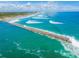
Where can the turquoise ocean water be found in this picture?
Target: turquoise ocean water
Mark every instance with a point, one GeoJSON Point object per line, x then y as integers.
{"type": "Point", "coordinates": [18, 42]}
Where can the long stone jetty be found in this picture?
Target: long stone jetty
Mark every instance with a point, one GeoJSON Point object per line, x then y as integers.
{"type": "Point", "coordinates": [44, 32]}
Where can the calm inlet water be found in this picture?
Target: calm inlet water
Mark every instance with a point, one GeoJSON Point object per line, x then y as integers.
{"type": "Point", "coordinates": [18, 42]}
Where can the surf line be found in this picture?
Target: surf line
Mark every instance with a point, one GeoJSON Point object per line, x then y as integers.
{"type": "Point", "coordinates": [44, 32]}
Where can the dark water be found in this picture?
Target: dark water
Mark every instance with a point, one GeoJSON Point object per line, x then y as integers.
{"type": "Point", "coordinates": [17, 42]}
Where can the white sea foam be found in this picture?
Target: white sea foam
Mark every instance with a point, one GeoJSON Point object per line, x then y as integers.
{"type": "Point", "coordinates": [40, 17]}
{"type": "Point", "coordinates": [33, 22]}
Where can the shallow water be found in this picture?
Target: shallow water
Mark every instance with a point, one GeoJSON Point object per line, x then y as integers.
{"type": "Point", "coordinates": [17, 42]}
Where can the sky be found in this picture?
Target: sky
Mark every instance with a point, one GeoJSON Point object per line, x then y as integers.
{"type": "Point", "coordinates": [29, 6]}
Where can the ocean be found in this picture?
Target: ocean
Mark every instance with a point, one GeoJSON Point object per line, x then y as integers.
{"type": "Point", "coordinates": [17, 42]}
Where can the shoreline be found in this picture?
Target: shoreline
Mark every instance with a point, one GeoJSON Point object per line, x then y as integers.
{"type": "Point", "coordinates": [44, 32]}
{"type": "Point", "coordinates": [39, 31]}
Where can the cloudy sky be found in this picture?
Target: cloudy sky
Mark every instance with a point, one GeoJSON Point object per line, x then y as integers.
{"type": "Point", "coordinates": [38, 6]}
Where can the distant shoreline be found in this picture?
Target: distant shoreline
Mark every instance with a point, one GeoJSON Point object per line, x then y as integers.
{"type": "Point", "coordinates": [14, 16]}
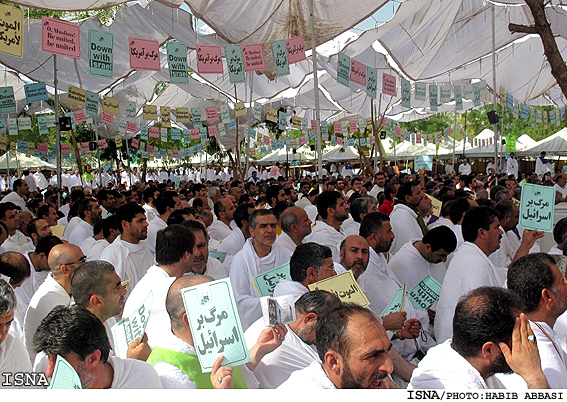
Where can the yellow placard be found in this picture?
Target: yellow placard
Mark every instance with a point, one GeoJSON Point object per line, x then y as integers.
{"type": "Point", "coordinates": [111, 105]}
{"type": "Point", "coordinates": [149, 112]}
{"type": "Point", "coordinates": [239, 109]}
{"type": "Point", "coordinates": [77, 96]}
{"type": "Point", "coordinates": [165, 112]}
{"type": "Point", "coordinates": [435, 205]}
{"type": "Point", "coordinates": [344, 286]}
{"type": "Point", "coordinates": [12, 23]}
{"type": "Point", "coordinates": [272, 114]}
{"type": "Point", "coordinates": [182, 115]}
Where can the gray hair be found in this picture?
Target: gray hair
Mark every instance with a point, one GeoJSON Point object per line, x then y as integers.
{"type": "Point", "coordinates": [8, 301]}
{"type": "Point", "coordinates": [561, 262]}
{"type": "Point", "coordinates": [213, 192]}
{"type": "Point", "coordinates": [289, 218]}
{"type": "Point", "coordinates": [360, 206]}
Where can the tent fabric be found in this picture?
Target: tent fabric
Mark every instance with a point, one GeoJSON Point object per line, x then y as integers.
{"type": "Point", "coordinates": [554, 145]}
{"type": "Point", "coordinates": [427, 38]}
{"type": "Point", "coordinates": [19, 161]}
{"type": "Point", "coordinates": [340, 153]}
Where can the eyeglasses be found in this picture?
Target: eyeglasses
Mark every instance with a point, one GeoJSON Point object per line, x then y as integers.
{"type": "Point", "coordinates": [82, 260]}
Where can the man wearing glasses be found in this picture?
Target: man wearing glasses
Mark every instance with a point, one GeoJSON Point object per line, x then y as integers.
{"type": "Point", "coordinates": [63, 260]}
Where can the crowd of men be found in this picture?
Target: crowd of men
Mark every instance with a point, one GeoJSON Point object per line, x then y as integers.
{"type": "Point", "coordinates": [69, 273]}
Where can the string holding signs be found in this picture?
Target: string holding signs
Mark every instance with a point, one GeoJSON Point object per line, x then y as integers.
{"type": "Point", "coordinates": [60, 37]}
{"type": "Point", "coordinates": [12, 38]}
{"type": "Point", "coordinates": [235, 63]}
{"type": "Point", "coordinates": [177, 63]}
{"type": "Point", "coordinates": [209, 59]}
{"type": "Point", "coordinates": [101, 49]}
{"type": "Point", "coordinates": [537, 207]}
{"type": "Point", "coordinates": [253, 57]}
{"type": "Point", "coordinates": [144, 54]}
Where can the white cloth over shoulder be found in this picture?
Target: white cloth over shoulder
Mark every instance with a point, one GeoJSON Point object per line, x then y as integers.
{"type": "Point", "coordinates": [404, 225]}
{"type": "Point", "coordinates": [327, 235]}
{"type": "Point", "coordinates": [551, 355]}
{"type": "Point", "coordinates": [409, 266]}
{"type": "Point", "coordinates": [49, 295]}
{"type": "Point", "coordinates": [131, 261]}
{"type": "Point", "coordinates": [469, 269]}
{"type": "Point", "coordinates": [157, 281]}
{"type": "Point", "coordinates": [231, 245]}
{"type": "Point", "coordinates": [444, 368]}
{"type": "Point", "coordinates": [276, 367]}
{"type": "Point", "coordinates": [133, 374]}
{"type": "Point", "coordinates": [13, 356]}
{"type": "Point", "coordinates": [290, 287]}
{"type": "Point", "coordinates": [311, 377]}
{"type": "Point", "coordinates": [245, 265]}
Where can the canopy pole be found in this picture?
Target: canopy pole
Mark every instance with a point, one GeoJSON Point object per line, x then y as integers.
{"type": "Point", "coordinates": [247, 166]}
{"type": "Point", "coordinates": [494, 89]}
{"type": "Point", "coordinates": [57, 131]}
{"type": "Point", "coordinates": [316, 87]}
{"type": "Point", "coordinates": [98, 157]}
{"type": "Point", "coordinates": [129, 169]}
{"type": "Point", "coordinates": [455, 135]}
--------------------
Exercise prompt –
Render every line of the records above as a Markdown table with the columns Row and Line, numbering the rows in order. Skip blank lines and leave the pictures out.

Result below –
| Row | Line |
|---|---|
| 1 | Where can the turquoise ocean water be found in this picture? |
| 2 | Target: turquoise ocean water |
| 3 | Mark every instance with a point, one GeoJSON Point object per line, x then y as integers. |
| 4 | {"type": "Point", "coordinates": [18, 42]} |
| 5 | Where can the long stone jetty be found in this picture? |
| 6 | Target: long stone jetty |
| 7 | Mark every instance with a point, one GeoJSON Point object per line, x then y as integers. |
| 8 | {"type": "Point", "coordinates": [44, 32]} |
| 9 | Where can the calm inlet water be found in this picture? |
| 10 | Target: calm inlet water |
| 11 | Mark every instance with a point, one GeoJSON Point object per line, x then y as integers. |
| 12 | {"type": "Point", "coordinates": [18, 42]} |
| 13 | Where can the surf line be found in this picture? |
| 14 | Target: surf line |
| 15 | Mark every instance with a point, one GeoJSON Point object per line, x then y as integers. |
| 16 | {"type": "Point", "coordinates": [44, 32]} |
| 17 | Where can the dark water be found in this picture? |
| 18 | Target: dark water |
| 19 | Mark every instance with a point, one GeoJSON Point object per line, x then y as integers. |
| 20 | {"type": "Point", "coordinates": [17, 42]} |
| 21 | Where can the white sea foam be found in this picture? |
| 22 | Target: white sea foam |
| 23 | Mark every instance with a point, one GeoJSON Point object per line, x then y as integers. |
| 24 | {"type": "Point", "coordinates": [40, 17]} |
| 25 | {"type": "Point", "coordinates": [33, 22]} |
| 26 | Where can the shallow water be found in this picture? |
| 27 | Target: shallow water |
| 28 | Mark every instance with a point, one GeoJSON Point object per line, x then y as integers. |
| 29 | {"type": "Point", "coordinates": [17, 42]} |
| 30 | Where can the sky be found in this picture? |
| 31 | Target: sky |
| 32 | Mark every instance with a point, one GeoJSON Point object per line, x then y as integers. |
| 33 | {"type": "Point", "coordinates": [29, 6]} |
| 34 | Where can the ocean be found in this picture? |
| 35 | Target: ocean |
| 36 | Mark every instance with a point, one GeoJSON Point object per line, x then y as integers. |
| 37 | {"type": "Point", "coordinates": [17, 42]} |
| 38 | Where can the shoreline be found in this picture? |
| 39 | Target: shoreline |
| 40 | Mark every instance with a point, one GeoJSON Point object per line, x then y as integers. |
| 41 | {"type": "Point", "coordinates": [44, 32]} |
| 42 | {"type": "Point", "coordinates": [39, 31]} |
| 43 | Where can the cloudy sky be found in this picture? |
| 44 | Target: cloudy sky |
| 45 | Mark every instance with a point, one GeoJSON Point object per line, x then y as integers. |
| 46 | {"type": "Point", "coordinates": [38, 6]} |
| 47 | Where can the distant shoreline be found in this picture? |
| 48 | Target: distant shoreline |
| 49 | Mark every instance with a point, one GeoJSON Point object per line, x then y as integers. |
| 50 | {"type": "Point", "coordinates": [14, 16]} |
| 51 | Where can the yellow placard be found in this picture? |
| 52 | Target: yellow placard |
| 53 | Mark every instance with a point, one GeoJSON Point object per line, x then y as integers. |
| 54 | {"type": "Point", "coordinates": [111, 105]} |
| 55 | {"type": "Point", "coordinates": [149, 112]} |
| 56 | {"type": "Point", "coordinates": [239, 109]} |
| 57 | {"type": "Point", "coordinates": [77, 96]} |
| 58 | {"type": "Point", "coordinates": [165, 112]} |
| 59 | {"type": "Point", "coordinates": [435, 205]} |
| 60 | {"type": "Point", "coordinates": [344, 286]} |
| 61 | {"type": "Point", "coordinates": [12, 23]} |
| 62 | {"type": "Point", "coordinates": [272, 114]} |
| 63 | {"type": "Point", "coordinates": [182, 115]} |
| 64 | Where can the gray hair be found in this picture? |
| 65 | Target: gray hair |
| 66 | Mark every instance with a point, one GeoJSON Point object per line, x then y as integers. |
| 67 | {"type": "Point", "coordinates": [8, 301]} |
| 68 | {"type": "Point", "coordinates": [561, 262]} |
| 69 | {"type": "Point", "coordinates": [213, 192]} |
| 70 | {"type": "Point", "coordinates": [289, 218]} |
| 71 | {"type": "Point", "coordinates": [360, 206]} |
| 72 | Where can the tent fabric be found in this picture? |
| 73 | Target: tent fabric |
| 74 | Mark every instance with a point, one GeoJSON Point object per line, x then y as integers. |
| 75 | {"type": "Point", "coordinates": [554, 145]} |
| 76 | {"type": "Point", "coordinates": [427, 38]} |
| 77 | {"type": "Point", "coordinates": [19, 161]} |
| 78 | {"type": "Point", "coordinates": [340, 153]} |
| 79 | Where can the eyeglasses be found in this picture? |
| 80 | Target: eyeglasses |
| 81 | Mark every instance with a point, one GeoJSON Point object per line, x then y as integers. |
| 82 | {"type": "Point", "coordinates": [82, 260]} |
| 83 | Where can the man wearing glasses be found in this picture? |
| 84 | Target: man wearing glasses |
| 85 | Mark every instance with a point, one GeoJSON Point object per line, x then y as integers. |
| 86 | {"type": "Point", "coordinates": [63, 260]} |
| 87 | Where can the crowd of men be found in this picture? |
| 88 | Target: crowd of men |
| 89 | Mark every instance with a point, one GeoJSON Point object per line, x then y as integers. |
| 90 | {"type": "Point", "coordinates": [69, 273]} |
| 91 | Where can the string holding signs be found in this picture? |
| 92 | Target: string holding signs |
| 93 | Mark every instance with a point, one GeoJSON Point object per line, x then y as integers. |
| 94 | {"type": "Point", "coordinates": [60, 37]} |
| 95 | {"type": "Point", "coordinates": [12, 38]} |
| 96 | {"type": "Point", "coordinates": [235, 63]} |
| 97 | {"type": "Point", "coordinates": [177, 63]} |
| 98 | {"type": "Point", "coordinates": [209, 59]} |
| 99 | {"type": "Point", "coordinates": [101, 49]} |
| 100 | {"type": "Point", "coordinates": [537, 207]} |
| 101 | {"type": "Point", "coordinates": [253, 57]} |
| 102 | {"type": "Point", "coordinates": [144, 54]} |
| 103 | Where can the white cloth over shoulder be found in this picture? |
| 104 | Target: white cloth over shoulder |
| 105 | Mark every instance with a point, one GeoJSON Point object per line, x then y as integers. |
| 106 | {"type": "Point", "coordinates": [404, 225]} |
| 107 | {"type": "Point", "coordinates": [327, 235]} |
| 108 | {"type": "Point", "coordinates": [551, 355]} |
| 109 | {"type": "Point", "coordinates": [409, 266]} |
| 110 | {"type": "Point", "coordinates": [49, 295]} |
| 111 | {"type": "Point", "coordinates": [131, 261]} |
| 112 | {"type": "Point", "coordinates": [469, 269]} |
| 113 | {"type": "Point", "coordinates": [157, 281]} |
| 114 | {"type": "Point", "coordinates": [231, 245]} |
| 115 | {"type": "Point", "coordinates": [444, 368]} |
| 116 | {"type": "Point", "coordinates": [276, 367]} |
| 117 | {"type": "Point", "coordinates": [133, 374]} |
| 118 | {"type": "Point", "coordinates": [13, 356]} |
| 119 | {"type": "Point", "coordinates": [290, 287]} |
| 120 | {"type": "Point", "coordinates": [311, 377]} |
| 121 | {"type": "Point", "coordinates": [245, 265]} |
| 122 | Where can the canopy pole be found in this picture? |
| 123 | Target: canopy pole |
| 124 | Mark every instance with a point, one GeoJSON Point object per line, x then y as integers. |
| 125 | {"type": "Point", "coordinates": [247, 166]} |
| 126 | {"type": "Point", "coordinates": [494, 89]} |
| 127 | {"type": "Point", "coordinates": [57, 131]} |
| 128 | {"type": "Point", "coordinates": [316, 87]} |
| 129 | {"type": "Point", "coordinates": [98, 157]} |
| 130 | {"type": "Point", "coordinates": [129, 169]} |
| 131 | {"type": "Point", "coordinates": [455, 135]} |